Stored items:

•••••

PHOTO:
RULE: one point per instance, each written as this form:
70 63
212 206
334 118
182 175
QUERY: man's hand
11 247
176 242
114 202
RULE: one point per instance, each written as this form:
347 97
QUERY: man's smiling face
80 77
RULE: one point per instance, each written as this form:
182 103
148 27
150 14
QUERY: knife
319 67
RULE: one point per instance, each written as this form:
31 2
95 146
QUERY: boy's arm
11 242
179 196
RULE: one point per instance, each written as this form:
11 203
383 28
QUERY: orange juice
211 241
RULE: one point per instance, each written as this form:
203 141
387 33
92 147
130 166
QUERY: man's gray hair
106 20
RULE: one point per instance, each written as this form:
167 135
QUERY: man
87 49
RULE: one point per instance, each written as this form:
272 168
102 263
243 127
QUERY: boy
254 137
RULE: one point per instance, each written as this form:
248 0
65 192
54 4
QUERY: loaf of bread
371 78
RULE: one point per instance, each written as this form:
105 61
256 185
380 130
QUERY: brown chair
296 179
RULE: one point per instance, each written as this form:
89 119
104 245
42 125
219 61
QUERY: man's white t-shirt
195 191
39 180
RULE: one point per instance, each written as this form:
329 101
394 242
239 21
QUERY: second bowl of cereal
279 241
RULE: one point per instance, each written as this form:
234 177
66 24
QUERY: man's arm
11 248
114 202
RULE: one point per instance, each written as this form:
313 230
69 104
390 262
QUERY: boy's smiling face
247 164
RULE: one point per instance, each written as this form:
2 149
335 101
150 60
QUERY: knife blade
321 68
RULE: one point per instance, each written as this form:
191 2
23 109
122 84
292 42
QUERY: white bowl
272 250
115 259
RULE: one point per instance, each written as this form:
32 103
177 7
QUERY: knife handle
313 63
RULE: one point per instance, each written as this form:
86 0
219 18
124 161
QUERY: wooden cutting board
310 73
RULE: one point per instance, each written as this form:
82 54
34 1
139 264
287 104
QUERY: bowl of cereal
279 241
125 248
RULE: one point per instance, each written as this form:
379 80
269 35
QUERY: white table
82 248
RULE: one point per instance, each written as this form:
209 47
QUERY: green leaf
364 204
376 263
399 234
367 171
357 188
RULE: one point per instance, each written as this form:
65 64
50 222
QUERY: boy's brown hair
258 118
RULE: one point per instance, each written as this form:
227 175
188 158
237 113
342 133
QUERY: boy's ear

•••••

## PROBLEM TO SOLVE
Copy out each line exactly as written.

## CORRECT OUTPUT
PHOTO:
RULE: one point per instance, each written as this form:
70 63
212 206
334 118
182 175
QUERY: man's hand
11 247
176 242
114 202
RULE: one point per instance, each written as this form:
347 97
QUERY: man's smiling face
80 77
RULE: one point per instance, each written as this form:
182 103
148 27
150 14
QUERY: knife
319 67
RULE: one point per instance, each written as this form:
31 2
95 146
QUERY: boy's arm
11 242
179 196
RULE: one point per instance, each written as this form:
11 203
383 28
QUERY: orange juice
211 241
RULE: one point per instance, each written as this form:
203 141
387 33
92 147
130 166
QUERY: man's gray hair
106 20
RULE: one point per instance, each written as this form:
167 135
QUERY: man
87 49
RULE: one point per instance, each written as this form:
272 168
102 263
243 127
QUERY: boy
254 137
RULE: one point per instance, each written as this form:
248 0
65 192
54 4
QUERY: loaf of bread
371 78
RULE: one point per instance, each written as this form:
105 61
256 185
380 130
QUERY: brown chair
296 179
RULE: one point per instance, each written as this form:
89 119
104 245
42 125
219 61
QUERY: man's white t-shirt
195 191
39 180
RULE: one point per instance, each written as this form:
329 101
394 242
239 21
QUERY: second bowl of cereal
279 241
RULE: one point per instance, each written as this form:
234 177
66 24
QUERY: man's arm
11 248
114 202
RULE: one point per instance, each written as this form:
313 230
69 104
390 262
QUERY: boy's smiling face
247 164
RULE: one point per instance, each written as this form:
2 149
335 101
150 60
QUERY: knife blade
321 68
RULE: one point per instance, each written as this form:
191 2
23 109
122 84
292 42
QUERY: white bowl
272 250
115 259
RULE: one point per instance, each written as this form:
32 103
177 7
QUERY: knife handle
313 63
RULE: one point per instance, each written as this form:
86 0
219 18
124 161
QUERY: wooden cutting board
310 73
RULE: one point per instance, each written as this form:
82 54
34 1
139 264
287 104
QUERY: bowl of cereal
279 241
125 248
RULE: one point per instance, each written as this form:
379 80
269 35
QUERY: white table
82 248
RULE: one point per instance, each written as this form:
209 47
QUERY: green leaf
364 204
376 263
399 234
367 171
357 188
RULE: one point per instance, each written as this form:
65 64
50 222
QUERY: boy's brown hair
258 118
RULE: one point per instance, each written as this form:
227 175
188 158
237 113
342 133
QUERY: boy's ear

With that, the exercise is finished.